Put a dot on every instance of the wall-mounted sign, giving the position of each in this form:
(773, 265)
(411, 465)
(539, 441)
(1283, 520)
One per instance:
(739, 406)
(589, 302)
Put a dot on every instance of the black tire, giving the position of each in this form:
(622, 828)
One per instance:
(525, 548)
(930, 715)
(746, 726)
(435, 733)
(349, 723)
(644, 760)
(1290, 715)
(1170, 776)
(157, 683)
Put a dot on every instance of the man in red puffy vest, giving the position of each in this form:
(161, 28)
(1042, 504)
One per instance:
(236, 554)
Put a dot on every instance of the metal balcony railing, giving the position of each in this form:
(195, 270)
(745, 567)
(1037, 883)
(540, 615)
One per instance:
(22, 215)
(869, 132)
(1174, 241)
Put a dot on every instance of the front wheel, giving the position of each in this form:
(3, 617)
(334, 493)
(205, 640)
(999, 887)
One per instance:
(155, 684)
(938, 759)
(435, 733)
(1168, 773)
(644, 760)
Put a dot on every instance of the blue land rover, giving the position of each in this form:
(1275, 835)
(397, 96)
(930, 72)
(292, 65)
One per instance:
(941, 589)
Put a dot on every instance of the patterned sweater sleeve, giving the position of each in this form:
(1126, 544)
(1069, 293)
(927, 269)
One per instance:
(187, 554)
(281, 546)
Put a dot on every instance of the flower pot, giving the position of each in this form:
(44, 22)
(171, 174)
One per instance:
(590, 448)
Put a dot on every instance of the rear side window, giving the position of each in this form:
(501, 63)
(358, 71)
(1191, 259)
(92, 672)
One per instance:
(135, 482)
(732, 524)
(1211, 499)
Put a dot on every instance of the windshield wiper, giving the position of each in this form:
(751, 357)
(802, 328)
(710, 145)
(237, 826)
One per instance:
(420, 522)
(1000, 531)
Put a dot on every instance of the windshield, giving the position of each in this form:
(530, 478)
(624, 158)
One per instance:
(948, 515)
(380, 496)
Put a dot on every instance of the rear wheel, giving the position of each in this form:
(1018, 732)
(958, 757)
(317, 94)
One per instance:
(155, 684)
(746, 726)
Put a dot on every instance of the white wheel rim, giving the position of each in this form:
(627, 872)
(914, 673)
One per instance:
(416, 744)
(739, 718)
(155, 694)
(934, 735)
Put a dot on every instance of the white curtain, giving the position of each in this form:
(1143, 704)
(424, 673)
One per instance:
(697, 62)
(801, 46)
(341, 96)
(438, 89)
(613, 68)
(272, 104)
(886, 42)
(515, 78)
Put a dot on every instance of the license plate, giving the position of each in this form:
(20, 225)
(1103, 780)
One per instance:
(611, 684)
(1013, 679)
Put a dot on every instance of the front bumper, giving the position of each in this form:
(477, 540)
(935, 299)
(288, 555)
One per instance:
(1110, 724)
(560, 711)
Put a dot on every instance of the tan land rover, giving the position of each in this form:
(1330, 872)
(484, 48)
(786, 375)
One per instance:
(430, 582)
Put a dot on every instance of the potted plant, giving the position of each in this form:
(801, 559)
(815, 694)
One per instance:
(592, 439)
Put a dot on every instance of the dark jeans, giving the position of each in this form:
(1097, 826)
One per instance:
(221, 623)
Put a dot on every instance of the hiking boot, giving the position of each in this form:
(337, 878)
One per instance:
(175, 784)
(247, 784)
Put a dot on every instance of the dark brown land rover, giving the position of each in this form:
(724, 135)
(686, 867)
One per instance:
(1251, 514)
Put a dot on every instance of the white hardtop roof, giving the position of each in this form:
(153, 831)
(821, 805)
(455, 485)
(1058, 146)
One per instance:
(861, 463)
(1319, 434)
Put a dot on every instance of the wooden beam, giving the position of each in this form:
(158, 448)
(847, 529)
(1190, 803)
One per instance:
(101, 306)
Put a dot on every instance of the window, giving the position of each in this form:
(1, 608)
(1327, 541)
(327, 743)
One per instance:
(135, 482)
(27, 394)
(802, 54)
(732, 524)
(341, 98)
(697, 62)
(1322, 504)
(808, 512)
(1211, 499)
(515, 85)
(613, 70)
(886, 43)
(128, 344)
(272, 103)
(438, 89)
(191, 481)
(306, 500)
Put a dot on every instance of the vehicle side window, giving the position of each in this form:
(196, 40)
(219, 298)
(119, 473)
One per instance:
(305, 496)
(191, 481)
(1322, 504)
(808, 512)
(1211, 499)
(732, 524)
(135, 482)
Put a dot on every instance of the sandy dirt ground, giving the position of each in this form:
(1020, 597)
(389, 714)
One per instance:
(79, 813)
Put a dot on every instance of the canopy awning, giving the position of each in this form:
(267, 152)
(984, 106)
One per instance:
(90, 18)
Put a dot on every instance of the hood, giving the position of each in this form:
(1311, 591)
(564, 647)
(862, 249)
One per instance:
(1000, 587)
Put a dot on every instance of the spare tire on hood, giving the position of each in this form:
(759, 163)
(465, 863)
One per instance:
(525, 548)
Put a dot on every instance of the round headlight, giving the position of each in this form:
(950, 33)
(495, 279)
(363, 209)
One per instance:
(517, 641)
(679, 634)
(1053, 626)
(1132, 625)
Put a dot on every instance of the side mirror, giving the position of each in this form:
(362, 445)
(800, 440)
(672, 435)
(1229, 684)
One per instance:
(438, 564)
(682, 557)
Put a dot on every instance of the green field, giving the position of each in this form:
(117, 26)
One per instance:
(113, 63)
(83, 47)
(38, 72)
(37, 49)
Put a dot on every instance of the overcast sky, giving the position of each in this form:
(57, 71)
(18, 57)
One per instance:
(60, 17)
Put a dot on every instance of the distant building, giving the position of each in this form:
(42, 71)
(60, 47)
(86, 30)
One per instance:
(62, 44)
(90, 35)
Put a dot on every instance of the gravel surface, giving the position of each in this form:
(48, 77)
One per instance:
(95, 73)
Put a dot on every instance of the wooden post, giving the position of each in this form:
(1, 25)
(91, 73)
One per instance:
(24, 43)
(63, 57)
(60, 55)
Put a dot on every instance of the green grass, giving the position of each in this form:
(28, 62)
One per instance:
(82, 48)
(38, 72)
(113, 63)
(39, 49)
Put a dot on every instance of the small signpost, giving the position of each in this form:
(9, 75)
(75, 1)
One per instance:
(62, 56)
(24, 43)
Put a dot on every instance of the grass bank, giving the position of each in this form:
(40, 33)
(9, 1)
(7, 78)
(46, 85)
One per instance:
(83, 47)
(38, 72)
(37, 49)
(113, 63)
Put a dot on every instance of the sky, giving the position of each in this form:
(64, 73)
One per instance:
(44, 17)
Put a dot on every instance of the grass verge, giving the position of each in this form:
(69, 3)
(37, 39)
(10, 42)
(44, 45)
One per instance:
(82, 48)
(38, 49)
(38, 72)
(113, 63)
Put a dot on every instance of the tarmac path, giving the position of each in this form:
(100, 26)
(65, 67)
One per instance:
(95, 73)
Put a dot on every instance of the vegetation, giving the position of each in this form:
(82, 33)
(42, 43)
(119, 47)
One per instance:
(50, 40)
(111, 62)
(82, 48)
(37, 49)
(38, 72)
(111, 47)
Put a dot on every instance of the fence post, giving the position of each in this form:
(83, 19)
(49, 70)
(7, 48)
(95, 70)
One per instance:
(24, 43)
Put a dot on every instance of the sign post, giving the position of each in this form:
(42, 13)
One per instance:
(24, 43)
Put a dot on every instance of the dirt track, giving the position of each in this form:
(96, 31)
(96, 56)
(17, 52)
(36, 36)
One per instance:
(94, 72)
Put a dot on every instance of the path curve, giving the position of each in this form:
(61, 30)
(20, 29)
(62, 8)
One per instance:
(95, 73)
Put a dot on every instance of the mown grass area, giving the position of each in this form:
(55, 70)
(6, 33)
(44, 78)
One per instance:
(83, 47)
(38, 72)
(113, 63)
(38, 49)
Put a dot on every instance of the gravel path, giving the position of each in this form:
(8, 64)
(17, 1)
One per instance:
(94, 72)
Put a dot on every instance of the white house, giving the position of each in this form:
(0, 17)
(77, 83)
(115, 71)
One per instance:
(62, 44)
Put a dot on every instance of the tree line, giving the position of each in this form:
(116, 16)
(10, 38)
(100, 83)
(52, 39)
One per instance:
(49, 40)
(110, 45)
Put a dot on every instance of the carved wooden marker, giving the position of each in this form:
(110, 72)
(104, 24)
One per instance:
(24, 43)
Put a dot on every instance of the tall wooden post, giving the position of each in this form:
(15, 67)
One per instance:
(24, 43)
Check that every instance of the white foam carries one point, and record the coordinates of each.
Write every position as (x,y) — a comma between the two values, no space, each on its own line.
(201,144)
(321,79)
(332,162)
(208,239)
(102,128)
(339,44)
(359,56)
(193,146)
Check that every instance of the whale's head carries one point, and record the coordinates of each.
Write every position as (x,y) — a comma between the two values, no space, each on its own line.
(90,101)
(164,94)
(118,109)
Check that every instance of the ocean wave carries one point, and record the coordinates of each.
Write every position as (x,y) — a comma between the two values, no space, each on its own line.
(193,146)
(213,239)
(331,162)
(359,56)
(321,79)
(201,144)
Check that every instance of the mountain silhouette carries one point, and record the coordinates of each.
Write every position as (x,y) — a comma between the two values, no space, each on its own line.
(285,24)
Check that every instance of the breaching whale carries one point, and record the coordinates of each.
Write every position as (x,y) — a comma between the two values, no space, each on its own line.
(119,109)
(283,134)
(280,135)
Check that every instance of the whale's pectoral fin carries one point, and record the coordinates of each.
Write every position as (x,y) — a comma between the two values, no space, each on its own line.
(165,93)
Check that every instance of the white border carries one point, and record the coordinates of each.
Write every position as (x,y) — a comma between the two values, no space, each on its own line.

# # #

(TASK DESCRIPTION): Note each line above that holds "whale", then copy all of them.

(RESULT BELOW):
Check that every instance of the whale's head carries one point, and record the coordinates of each.
Check that every instance of the breaching whale carries one point, and record the coordinates of each.
Check that every instance of the whale's pectoral fin carries one point, and record the coordinates of each.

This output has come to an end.